[Input records]

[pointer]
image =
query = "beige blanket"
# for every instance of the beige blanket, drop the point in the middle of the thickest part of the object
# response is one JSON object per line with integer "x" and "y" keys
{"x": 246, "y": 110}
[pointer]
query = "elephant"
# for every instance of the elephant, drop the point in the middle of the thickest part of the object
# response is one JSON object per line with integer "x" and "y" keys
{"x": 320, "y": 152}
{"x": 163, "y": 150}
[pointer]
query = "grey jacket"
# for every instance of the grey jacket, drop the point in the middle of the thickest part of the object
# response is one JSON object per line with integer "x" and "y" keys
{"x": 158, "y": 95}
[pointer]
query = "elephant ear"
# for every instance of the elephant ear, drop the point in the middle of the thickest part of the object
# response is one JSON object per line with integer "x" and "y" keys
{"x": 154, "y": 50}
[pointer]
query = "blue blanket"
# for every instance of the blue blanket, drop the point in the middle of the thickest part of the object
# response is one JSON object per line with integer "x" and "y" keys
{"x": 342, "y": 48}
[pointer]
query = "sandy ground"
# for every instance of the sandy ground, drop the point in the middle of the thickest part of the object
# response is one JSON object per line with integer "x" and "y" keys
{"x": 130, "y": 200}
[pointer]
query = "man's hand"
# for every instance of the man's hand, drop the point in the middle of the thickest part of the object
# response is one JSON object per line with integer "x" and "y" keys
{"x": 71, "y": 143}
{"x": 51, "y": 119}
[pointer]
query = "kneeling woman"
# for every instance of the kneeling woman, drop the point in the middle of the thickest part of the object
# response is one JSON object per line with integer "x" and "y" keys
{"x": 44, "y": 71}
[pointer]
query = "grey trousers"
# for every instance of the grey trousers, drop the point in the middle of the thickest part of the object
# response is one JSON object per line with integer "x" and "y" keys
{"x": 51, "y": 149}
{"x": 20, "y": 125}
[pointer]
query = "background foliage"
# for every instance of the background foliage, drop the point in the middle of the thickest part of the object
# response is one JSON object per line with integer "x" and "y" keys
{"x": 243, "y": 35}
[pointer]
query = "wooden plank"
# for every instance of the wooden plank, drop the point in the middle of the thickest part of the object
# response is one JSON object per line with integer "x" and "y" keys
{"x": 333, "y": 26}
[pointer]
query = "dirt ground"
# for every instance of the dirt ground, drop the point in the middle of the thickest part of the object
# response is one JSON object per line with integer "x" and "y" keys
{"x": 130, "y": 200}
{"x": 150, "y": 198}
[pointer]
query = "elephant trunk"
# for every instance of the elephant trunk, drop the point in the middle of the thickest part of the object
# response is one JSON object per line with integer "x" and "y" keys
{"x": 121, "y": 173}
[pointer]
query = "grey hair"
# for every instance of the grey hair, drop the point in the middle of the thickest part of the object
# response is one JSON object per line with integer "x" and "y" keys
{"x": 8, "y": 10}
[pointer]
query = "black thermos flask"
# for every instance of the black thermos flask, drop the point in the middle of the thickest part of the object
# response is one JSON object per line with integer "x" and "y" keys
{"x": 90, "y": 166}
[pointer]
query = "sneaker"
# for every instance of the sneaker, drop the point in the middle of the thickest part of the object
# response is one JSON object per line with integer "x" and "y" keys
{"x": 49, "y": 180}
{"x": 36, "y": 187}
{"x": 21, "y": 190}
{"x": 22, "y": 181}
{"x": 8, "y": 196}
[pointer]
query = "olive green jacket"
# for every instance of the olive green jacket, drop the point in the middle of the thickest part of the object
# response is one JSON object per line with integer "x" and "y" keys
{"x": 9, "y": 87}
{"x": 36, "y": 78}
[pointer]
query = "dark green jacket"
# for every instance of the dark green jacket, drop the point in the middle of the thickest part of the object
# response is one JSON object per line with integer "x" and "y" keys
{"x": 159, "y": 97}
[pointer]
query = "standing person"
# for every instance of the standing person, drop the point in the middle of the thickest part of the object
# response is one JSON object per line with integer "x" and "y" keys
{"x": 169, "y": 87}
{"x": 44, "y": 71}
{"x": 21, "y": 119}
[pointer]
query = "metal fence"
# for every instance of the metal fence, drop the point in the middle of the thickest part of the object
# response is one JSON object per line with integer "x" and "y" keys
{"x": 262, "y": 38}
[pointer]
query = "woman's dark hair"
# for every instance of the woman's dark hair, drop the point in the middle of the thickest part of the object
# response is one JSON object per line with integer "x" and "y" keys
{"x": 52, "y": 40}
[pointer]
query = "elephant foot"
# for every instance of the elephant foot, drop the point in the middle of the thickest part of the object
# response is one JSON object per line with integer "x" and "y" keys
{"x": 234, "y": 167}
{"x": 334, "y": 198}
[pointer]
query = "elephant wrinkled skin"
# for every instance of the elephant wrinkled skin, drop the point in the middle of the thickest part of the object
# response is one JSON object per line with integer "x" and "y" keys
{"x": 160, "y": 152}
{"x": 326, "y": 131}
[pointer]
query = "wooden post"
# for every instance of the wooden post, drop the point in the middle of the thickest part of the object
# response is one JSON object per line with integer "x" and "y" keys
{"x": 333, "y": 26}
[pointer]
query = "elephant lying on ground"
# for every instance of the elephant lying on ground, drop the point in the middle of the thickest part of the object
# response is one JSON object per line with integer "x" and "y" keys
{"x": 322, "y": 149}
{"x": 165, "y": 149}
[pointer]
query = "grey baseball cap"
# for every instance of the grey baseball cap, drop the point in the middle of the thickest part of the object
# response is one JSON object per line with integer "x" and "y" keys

==

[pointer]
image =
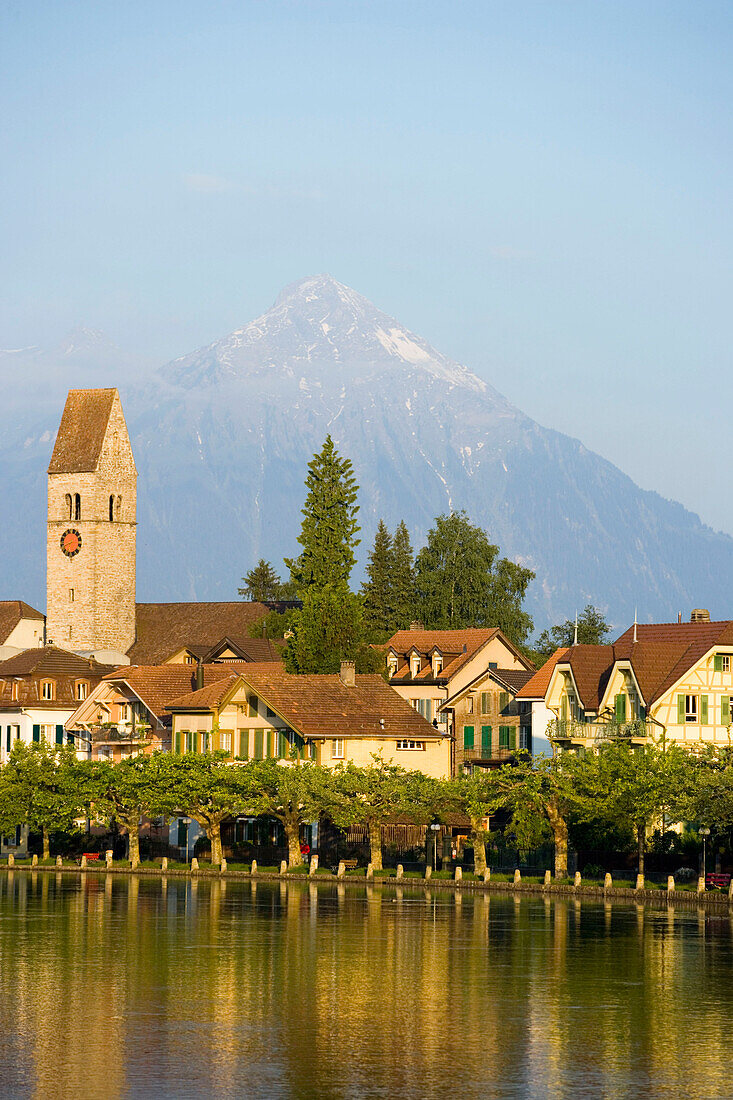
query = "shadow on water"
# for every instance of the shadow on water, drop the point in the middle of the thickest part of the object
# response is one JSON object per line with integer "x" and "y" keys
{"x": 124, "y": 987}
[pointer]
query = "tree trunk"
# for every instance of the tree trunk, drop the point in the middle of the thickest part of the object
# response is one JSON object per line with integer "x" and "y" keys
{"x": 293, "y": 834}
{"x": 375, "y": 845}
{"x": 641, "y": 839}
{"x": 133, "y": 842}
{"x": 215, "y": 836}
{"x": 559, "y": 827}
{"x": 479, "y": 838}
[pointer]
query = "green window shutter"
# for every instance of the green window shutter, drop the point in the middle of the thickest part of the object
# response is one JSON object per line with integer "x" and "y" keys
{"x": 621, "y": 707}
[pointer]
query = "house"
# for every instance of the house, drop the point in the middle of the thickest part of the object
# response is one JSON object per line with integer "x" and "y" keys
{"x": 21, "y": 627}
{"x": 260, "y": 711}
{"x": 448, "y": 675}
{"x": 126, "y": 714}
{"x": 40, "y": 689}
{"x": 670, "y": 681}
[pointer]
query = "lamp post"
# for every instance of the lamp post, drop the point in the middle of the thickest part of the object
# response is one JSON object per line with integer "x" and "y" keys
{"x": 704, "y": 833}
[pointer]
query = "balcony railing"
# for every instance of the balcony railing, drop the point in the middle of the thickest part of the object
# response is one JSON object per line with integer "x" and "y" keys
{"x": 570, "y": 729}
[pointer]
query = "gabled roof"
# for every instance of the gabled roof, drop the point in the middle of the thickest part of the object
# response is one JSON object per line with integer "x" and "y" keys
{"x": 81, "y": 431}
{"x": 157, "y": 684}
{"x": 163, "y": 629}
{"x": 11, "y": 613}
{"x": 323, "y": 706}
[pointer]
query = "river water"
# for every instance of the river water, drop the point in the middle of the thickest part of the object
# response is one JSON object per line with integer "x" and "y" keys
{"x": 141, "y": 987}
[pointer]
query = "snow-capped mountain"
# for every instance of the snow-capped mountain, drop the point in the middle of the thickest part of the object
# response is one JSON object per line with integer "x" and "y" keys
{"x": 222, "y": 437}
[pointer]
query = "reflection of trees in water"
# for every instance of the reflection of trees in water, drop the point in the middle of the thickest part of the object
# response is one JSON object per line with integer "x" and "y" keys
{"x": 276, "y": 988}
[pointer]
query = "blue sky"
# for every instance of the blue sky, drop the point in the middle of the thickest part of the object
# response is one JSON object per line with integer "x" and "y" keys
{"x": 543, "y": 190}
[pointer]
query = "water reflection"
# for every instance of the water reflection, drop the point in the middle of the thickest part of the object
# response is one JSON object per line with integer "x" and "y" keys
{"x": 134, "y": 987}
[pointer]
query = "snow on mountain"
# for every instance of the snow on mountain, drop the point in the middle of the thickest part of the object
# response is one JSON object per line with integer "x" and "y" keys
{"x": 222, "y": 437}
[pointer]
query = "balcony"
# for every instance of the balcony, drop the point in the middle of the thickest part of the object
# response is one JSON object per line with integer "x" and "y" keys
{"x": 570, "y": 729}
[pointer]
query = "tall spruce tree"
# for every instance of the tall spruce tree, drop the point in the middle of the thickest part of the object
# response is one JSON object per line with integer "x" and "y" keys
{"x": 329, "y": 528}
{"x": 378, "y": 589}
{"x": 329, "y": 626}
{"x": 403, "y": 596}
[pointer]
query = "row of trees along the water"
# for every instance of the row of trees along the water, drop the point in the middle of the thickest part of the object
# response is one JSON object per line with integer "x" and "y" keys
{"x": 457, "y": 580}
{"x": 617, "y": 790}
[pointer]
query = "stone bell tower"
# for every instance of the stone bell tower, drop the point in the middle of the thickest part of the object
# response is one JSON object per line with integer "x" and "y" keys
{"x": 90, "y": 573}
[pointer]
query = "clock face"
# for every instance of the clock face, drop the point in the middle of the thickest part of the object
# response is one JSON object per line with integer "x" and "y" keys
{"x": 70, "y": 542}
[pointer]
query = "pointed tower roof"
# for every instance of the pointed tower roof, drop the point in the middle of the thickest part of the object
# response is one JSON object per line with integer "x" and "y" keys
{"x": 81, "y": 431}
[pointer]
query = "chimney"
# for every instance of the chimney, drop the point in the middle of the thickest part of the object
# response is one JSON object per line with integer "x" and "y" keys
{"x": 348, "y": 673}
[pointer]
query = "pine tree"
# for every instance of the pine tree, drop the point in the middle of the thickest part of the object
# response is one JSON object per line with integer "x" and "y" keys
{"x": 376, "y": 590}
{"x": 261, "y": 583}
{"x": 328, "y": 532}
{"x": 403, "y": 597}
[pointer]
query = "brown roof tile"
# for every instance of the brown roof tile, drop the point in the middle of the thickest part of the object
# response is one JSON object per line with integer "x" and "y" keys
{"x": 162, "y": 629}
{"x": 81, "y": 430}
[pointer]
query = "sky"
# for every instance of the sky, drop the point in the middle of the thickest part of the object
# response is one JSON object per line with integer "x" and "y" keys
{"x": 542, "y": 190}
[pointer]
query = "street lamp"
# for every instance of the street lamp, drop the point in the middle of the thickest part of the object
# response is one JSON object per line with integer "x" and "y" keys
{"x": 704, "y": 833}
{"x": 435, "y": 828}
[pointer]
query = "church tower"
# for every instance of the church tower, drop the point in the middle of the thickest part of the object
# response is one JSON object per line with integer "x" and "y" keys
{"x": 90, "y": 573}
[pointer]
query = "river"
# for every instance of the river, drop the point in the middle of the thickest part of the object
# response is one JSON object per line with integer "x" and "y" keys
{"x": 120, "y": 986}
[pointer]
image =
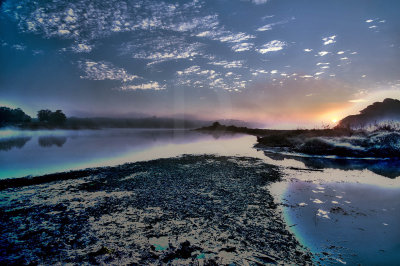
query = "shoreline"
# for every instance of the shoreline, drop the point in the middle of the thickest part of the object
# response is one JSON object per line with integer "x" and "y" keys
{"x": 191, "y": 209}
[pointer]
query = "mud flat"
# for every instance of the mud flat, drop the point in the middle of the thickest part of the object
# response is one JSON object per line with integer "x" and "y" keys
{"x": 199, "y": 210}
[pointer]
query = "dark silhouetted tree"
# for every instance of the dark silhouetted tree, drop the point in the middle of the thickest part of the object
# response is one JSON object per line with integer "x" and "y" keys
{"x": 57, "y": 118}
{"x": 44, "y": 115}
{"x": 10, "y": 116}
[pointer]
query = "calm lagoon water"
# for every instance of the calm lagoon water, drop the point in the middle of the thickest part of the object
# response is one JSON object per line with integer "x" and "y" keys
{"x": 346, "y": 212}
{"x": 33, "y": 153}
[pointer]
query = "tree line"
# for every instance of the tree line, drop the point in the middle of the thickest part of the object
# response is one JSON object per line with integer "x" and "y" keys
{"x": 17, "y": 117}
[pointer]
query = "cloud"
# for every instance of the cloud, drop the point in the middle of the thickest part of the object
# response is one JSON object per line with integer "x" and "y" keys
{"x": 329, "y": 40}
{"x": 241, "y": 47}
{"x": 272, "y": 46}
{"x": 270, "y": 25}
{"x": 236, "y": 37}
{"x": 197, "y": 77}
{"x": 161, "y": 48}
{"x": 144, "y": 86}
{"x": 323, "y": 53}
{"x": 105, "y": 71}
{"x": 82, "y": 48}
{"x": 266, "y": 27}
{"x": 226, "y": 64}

[Job]
Which lines in the records contain the word "thermos", treating uppercase and lowercase as different? Copy each such line in full.

[Response for this exercise]
query = "black thermos flask"
# for every instance of the black thermos flask, drop the point in the middle of the thickest part of the object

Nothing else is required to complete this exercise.